▶ [目標 1] 記録の中で「black」という語を含む行を、一つ残らず返してください。大文字と小文字は区別します。

水野の図書室
Diary目次|過去を読む|未来を読む
皆さま体調に気を付けて今日も良い一日でありますように。
2004年03月26日(金) |
宮部みゆき『祝・殺人』 |
ミステリー・アンソロジー「蒼迷宮」(祥伝社文庫)を読み始めてから、なななんと 1ヶ月!スローリードにも、ほどがあります。ええ、ありますとも。。(苦笑) 街は卒業式帰りの袴姿の女性に彩られ、みなとぴあは竣工し、引越しセンター のトラックが今日もマンション前に、はりついております。春ですねぇ〜。
そんな3月26日。「蒼迷宮」の悼尾を飾るのは、宮部みゆき『祝・殺人』。 ひぇ〜!祝・殺人、って!?「祝」ときたら、合格、ご卒業、ご入学、ご結婚、 お誕生日、といった、おめでたいイベントが続くものなのに、なになになんなの? このタイトル!その上、冒頭は日本国憲法第21条の引用でインパクト大! 「通信の秘密は、これを侵してはならない」なのですよ。

▶ [目標 2] 本文抜粋によると、宮部みゆき『祝・殺人』の冒頭では何が引用されていますか。

▶ [表示中の記録]
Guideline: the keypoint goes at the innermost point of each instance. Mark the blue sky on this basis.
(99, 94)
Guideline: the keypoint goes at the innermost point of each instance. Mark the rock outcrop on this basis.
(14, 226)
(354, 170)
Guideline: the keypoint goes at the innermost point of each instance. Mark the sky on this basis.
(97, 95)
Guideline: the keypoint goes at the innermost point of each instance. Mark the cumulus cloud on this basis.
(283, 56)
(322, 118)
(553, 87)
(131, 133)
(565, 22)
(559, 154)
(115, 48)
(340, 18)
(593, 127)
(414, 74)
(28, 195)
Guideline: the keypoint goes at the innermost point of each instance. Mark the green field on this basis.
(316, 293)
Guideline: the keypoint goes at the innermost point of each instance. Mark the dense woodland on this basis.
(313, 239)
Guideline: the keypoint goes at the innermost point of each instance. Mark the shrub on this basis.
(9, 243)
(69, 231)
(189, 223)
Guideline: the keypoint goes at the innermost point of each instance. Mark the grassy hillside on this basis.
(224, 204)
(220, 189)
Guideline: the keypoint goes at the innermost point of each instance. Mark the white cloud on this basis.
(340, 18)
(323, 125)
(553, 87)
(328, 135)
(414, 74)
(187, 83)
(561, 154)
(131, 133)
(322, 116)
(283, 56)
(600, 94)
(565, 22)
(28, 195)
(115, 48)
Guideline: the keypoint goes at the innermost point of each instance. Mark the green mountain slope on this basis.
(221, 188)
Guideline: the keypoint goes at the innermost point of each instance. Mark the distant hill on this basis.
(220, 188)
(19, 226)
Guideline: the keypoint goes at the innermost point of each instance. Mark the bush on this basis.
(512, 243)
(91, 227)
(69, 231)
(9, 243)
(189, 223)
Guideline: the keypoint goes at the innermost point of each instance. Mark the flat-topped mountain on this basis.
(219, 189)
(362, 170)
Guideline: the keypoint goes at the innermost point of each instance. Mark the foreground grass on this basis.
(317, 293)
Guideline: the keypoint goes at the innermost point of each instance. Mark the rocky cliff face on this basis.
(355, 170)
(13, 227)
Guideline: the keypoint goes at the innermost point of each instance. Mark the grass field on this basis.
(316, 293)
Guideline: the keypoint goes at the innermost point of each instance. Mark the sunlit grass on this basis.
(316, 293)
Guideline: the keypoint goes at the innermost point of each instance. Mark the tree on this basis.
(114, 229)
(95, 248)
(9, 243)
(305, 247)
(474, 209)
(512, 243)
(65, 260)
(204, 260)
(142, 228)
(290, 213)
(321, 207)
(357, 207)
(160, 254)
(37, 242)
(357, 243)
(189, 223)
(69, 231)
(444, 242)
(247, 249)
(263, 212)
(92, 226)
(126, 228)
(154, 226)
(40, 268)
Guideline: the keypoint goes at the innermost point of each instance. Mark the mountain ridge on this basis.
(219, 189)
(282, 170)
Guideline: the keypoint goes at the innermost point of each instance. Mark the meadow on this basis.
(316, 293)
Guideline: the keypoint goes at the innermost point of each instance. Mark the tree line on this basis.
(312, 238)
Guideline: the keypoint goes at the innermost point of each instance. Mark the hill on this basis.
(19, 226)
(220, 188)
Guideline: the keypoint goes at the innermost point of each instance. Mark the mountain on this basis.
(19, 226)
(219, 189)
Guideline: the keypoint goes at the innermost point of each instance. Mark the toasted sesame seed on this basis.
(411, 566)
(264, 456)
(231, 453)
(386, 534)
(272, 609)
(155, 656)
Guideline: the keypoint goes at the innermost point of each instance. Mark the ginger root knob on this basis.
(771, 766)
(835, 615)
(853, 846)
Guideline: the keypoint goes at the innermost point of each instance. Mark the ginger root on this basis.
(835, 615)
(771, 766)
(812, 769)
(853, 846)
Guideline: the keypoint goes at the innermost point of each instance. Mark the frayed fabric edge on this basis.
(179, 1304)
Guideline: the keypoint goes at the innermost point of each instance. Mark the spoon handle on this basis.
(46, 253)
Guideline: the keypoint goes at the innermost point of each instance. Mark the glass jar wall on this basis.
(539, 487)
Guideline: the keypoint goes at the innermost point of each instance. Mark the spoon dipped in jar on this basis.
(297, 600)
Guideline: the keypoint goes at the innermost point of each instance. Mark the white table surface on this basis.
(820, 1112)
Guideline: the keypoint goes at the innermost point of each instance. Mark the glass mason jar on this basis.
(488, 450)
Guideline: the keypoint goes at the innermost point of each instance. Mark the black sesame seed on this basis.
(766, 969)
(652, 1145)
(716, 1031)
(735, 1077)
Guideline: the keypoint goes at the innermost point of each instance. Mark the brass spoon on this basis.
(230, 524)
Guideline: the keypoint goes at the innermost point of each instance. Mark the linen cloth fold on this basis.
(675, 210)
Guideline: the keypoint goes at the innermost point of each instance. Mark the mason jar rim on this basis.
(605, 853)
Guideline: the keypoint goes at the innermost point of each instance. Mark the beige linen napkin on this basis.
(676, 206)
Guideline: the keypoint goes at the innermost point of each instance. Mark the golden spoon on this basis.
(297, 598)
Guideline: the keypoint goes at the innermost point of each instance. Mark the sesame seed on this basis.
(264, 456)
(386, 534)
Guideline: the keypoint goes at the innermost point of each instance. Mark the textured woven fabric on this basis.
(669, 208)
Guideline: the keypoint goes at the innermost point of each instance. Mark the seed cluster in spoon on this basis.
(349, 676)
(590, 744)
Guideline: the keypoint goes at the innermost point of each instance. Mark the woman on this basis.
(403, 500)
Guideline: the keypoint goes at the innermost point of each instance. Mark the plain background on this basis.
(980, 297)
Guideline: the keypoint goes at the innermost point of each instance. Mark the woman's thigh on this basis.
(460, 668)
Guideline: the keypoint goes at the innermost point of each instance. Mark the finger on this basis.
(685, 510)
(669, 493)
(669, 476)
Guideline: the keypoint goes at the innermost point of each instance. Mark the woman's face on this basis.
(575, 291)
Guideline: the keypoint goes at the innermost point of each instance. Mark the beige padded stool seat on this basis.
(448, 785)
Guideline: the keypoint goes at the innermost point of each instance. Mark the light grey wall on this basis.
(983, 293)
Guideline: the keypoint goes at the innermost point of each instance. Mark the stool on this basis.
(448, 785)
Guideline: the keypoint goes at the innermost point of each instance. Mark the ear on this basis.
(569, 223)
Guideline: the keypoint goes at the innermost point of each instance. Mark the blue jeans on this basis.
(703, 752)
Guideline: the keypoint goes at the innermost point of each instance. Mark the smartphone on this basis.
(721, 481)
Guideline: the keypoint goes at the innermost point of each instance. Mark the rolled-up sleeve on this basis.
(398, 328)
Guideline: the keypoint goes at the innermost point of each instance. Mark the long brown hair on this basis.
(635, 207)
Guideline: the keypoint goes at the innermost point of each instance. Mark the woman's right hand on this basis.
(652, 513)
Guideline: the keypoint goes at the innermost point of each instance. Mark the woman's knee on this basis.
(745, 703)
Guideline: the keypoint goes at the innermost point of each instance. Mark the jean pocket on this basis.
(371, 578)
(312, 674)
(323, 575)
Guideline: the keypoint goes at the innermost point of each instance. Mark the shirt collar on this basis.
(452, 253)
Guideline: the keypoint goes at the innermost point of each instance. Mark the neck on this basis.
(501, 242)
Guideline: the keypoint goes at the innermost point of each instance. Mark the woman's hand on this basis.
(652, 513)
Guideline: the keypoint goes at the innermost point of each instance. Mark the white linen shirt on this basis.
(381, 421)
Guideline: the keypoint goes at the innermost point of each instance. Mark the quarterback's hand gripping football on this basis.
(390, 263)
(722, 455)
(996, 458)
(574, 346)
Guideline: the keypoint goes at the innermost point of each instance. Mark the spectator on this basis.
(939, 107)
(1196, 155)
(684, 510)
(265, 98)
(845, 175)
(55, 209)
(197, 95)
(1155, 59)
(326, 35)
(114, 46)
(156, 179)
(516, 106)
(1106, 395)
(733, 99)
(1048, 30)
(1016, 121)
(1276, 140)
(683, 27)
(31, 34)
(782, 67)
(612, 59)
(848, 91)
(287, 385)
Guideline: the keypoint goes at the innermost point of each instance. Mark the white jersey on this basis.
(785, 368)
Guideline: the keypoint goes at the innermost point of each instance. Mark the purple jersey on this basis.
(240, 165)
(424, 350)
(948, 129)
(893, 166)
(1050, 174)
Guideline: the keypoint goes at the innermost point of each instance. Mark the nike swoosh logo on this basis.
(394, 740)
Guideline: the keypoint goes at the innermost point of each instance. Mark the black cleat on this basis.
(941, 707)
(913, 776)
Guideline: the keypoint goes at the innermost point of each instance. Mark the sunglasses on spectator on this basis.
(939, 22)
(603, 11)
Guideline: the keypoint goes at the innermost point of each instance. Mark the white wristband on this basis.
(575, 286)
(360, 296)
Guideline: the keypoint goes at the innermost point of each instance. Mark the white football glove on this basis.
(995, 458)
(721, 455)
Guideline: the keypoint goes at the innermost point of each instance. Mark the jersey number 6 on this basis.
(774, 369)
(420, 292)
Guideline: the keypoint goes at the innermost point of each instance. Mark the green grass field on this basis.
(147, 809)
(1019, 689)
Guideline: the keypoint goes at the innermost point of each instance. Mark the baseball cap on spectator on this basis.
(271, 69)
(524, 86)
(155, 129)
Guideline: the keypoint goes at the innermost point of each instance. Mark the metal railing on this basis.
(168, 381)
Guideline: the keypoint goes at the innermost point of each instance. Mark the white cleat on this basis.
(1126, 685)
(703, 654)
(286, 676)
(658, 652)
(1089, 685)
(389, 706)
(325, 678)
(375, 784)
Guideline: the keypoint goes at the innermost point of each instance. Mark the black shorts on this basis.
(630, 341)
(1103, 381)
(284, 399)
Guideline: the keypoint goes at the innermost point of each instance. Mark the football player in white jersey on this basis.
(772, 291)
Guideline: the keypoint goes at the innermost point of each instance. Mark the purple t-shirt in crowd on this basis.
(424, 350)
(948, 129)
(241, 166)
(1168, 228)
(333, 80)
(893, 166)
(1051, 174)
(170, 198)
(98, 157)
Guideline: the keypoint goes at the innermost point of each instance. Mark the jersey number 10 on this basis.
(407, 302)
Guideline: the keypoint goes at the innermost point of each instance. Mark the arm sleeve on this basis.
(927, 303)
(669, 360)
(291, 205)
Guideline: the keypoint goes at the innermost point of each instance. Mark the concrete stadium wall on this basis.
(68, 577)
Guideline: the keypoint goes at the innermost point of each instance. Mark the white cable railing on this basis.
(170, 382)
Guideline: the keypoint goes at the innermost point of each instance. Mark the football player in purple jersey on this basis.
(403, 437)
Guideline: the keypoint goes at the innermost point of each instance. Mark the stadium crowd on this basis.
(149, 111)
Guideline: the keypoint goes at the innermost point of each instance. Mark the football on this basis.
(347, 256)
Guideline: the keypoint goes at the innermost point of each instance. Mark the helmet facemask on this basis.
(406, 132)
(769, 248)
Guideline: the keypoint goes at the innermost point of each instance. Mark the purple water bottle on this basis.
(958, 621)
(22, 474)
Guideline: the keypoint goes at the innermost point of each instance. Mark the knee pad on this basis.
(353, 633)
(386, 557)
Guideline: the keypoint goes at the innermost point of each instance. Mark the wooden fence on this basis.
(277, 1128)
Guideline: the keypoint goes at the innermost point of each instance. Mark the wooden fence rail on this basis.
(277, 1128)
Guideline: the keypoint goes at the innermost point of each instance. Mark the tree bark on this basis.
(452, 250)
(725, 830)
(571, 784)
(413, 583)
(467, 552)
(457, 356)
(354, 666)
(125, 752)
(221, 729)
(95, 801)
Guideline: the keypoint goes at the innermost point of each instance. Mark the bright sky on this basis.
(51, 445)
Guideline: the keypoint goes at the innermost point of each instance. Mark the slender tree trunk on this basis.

▶ [最終回答 1]
Guideline: the keypoint goes at the innermost point of each instance. Mark the black sesame seed on this basis.
Guideline: the keypoint goes at the innermost point of each instance. Mark the black cleat on this basis.
Guideline: the keypoint goes at the innermost point of each instance. Mark the black shorts on this basis.

▶ [最終回答 2] 日本国憲法第21条です。